§ EXERCISE DESCRIPTION:
Leaving out any pictures, print the entries that follow exactly as they stand.
- - -
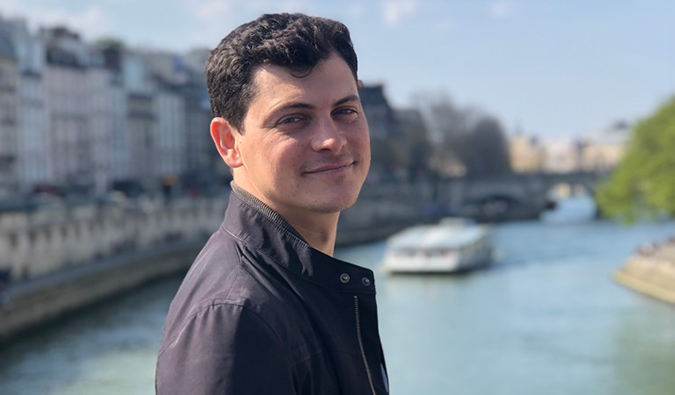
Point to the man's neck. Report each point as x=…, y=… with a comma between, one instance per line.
x=319, y=230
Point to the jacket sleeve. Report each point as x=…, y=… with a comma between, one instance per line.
x=224, y=349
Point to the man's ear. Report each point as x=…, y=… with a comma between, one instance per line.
x=225, y=138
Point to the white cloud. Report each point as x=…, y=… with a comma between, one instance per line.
x=394, y=11
x=501, y=9
x=211, y=11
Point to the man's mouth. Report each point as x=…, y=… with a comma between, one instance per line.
x=333, y=167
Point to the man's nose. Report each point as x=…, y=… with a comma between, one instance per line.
x=328, y=136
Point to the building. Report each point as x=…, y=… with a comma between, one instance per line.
x=527, y=154
x=9, y=83
x=603, y=150
x=67, y=105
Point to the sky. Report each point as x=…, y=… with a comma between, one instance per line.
x=547, y=68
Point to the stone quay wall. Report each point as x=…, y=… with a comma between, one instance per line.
x=61, y=258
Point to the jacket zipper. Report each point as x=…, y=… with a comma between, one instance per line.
x=363, y=352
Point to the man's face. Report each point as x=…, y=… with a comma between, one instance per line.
x=305, y=146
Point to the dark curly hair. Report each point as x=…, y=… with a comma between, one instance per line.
x=294, y=41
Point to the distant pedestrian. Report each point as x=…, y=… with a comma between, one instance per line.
x=265, y=308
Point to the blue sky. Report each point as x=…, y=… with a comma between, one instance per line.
x=552, y=68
- - -
§ TASK RESULT:
Point to the man's neck. Report each point as x=…, y=… with a comma between, one instance per line.
x=319, y=230
Point to the jacket sleeve. Report each point as x=…, y=… with a comma between, one instance per line.
x=224, y=349
Point to the man's ear. Report each point as x=…, y=… with a comma between, one instance per line.
x=225, y=138
Point to the white cloud. Report each point as x=…, y=… with a comma between, one instance per line.
x=394, y=11
x=501, y=9
x=211, y=11
Point to the man's mouth. Report each point as x=…, y=… with a comma between, one instance per line.
x=333, y=167
Point to the man's nose. Report each point as x=…, y=… with a comma between, one instance per line.
x=328, y=136
Point to the building. Report each point as x=…, y=… with a comma between, one instance per line.
x=527, y=154
x=9, y=83
x=603, y=150
x=67, y=105
Point to the sky. Report each point as x=…, y=… with a comma between, one instance per line.
x=547, y=68
Point to the stone quay wall. Report each point as x=…, y=… with a comma between, one instance per line.
x=61, y=258
Point to the jacket zipper. Report each point as x=…, y=… with a comma between, one instance per line.
x=363, y=352
Point to the man's face. Report each point as x=…, y=… with a comma between, one instance per line.
x=305, y=146
Point to the dark curly hair. Report each point as x=…, y=… with a comma between, one instance per line.
x=294, y=41
Point to the distant pedestrian. Report each point as x=…, y=… with a comma between, one instance per line.
x=265, y=308
Point to the blue sky. Report each point as x=…, y=… with a comma between, one instance per line.
x=552, y=68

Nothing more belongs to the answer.